Source passage:
* Start *
UNITED STATES DISTRICT COURT FOR THE DISTRICT OF MARYLAND
Feb 19, 2020
Criminal Case No. JKB-10-0493 (D. Md. Feb. 19, 2020)

Opinion

Criminal Case No. JKB-10-0493

02-19-2020

UNITED STATES OF AMERICA Plaintiff v. STEVEN BLACKWELL Defendant


MEMORANDUM AND ORDER

Again pending before the Court is the Defendant's Motion for a Reduced Sentence (ECF No. 180). The Government has responded (ECF No. 182) and the Defendant has replied (ECF No. 183). The Court previously denied the Motion (ECF No. 184), but after the Defendant appealed, the Court of Appeals vacated that denial and remanded the case for "a more robust and detailed explanation of why [the Court] denied [Blackwell's] motion to reduce." (ECF No. 189 at p. 4). The Court now supplies that "more robust and detailed explanation" and, upon that further explanation, again DENIES the Motion.

The Court acknowledges that the Defendant is eligible for a reduction under 18 U.S.C. § 3582(c)(2) and Amendment 782 to the United States Sentencing Guidelines. The only question is whether, in its discretion, the Court should grant such a reduction.

The Sentencing Commission has recognized that with respect to some drug offenders, penalties previously authorized by statute and recommended by the Guidelines were too harsh. This Court and many others have excoriated the rigidity of pre-Booker sentencing guidelines that bound judges to impose sentences all out of proportion with the true severity of the underlying criminal conduct, and which advised continuing to do so even after Booker. Sentencing courts have generally welcomed new guidelines, legislation, and appellate opinions that provide the opportunity to "right the wrongs" in which sentencing courts were previously complicit when they imposed decades in prison on apparently nonviolent, small-time and midlevel distributors of illegal drugs.

The problem in this case is that this Defendant, although eligible for a § 3582(c)(2) reduction, does not deserve one. Any sentence lower than the one he is currently serving would not be sufficient under 18 U.S.C. § 3553 in light of the criteria set out there, even taking into account his positive post-conviction conduct, and without any consideration whatsoever to any extra-record press releases and media reports.

In deciding to deny the Defendant a reduction previously, the Court did not miss the substantial submission made by his counsel, detailing his progress while incarcerated, to include achievement of his GED, a reduction in his security level such that he is now held in a non-secure camp, and his securing the trust of his custodians such that he is afforded significant work responsibilities which he evidently performs independently and to the satisfaction of those in charge. The Court explicitly notes those circumstances now in performing the reconsideration directed by the Court of Appeals. Although all inmates are expected to behave while they are incarcerated, and to progress through the security rating process, not all do. All inmates are expected to adhere to their programmatic regimens, including, when appropriate, obtaining a GED, but, again, not all do. Accordingly, in discharging the responsibility to consider the Defendant's post-conviction conduct, the Court now takes into account, positively, these indicia of reformation.
* End *
Your objective: Please print everything in the court memorandum above from "The problem in" down to "and media reports.", word for word.

Supplied material:
* Start *
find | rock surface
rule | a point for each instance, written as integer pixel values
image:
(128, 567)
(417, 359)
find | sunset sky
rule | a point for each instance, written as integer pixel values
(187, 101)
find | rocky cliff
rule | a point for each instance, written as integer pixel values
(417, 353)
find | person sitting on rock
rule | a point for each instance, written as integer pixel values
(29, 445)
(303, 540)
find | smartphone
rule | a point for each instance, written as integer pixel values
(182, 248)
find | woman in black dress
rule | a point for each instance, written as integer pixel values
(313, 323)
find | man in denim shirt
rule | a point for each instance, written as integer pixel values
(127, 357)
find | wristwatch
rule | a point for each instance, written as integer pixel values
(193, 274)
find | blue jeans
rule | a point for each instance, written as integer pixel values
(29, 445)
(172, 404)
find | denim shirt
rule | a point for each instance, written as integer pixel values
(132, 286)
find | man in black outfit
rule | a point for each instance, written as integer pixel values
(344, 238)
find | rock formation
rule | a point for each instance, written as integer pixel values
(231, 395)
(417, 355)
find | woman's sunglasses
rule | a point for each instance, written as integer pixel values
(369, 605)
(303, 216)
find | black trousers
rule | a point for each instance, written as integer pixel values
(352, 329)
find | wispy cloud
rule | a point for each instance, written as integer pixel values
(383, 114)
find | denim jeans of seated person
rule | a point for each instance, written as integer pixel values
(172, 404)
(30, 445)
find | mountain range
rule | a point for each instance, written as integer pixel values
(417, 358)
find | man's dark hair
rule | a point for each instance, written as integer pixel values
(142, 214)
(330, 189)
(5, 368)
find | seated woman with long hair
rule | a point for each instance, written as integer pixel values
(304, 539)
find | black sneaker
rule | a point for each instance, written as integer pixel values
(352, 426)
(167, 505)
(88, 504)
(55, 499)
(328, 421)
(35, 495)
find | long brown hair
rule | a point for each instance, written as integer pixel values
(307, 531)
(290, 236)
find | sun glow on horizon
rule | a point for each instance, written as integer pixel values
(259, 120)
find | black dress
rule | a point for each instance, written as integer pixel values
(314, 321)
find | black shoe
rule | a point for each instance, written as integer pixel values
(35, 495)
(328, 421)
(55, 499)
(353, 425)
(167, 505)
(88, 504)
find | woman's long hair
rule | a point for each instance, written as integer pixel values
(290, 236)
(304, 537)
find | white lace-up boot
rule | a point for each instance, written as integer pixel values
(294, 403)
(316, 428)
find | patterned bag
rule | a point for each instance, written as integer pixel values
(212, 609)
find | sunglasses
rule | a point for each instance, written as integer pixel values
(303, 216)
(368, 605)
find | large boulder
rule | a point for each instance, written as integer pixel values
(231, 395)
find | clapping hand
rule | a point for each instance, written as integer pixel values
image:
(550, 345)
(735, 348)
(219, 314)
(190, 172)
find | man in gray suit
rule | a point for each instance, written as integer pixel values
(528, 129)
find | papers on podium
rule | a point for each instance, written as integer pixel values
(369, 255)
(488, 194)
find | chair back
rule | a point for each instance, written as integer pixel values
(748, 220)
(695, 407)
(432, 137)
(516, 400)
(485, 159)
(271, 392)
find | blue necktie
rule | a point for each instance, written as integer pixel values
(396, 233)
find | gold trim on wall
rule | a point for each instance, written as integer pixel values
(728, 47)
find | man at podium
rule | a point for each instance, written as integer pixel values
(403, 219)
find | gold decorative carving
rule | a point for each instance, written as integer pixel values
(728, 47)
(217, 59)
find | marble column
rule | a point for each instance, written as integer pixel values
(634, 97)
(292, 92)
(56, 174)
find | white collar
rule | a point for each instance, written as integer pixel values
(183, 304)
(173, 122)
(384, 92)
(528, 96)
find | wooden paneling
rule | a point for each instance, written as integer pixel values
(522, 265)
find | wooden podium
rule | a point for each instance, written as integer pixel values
* End *
Response to the task:
The problem in this case is that this Defendant, although eligible for a § 3582(c)(2) reduction, does not deserve one. Any sentence lower than the one he is currently serving would not be sufficient under 18 U.S.C. § 3553 in light of the criteria set out there, even taking into account his positive post-conviction conduct, and without any consideration whatsoever to any extra-record press releases and media reports.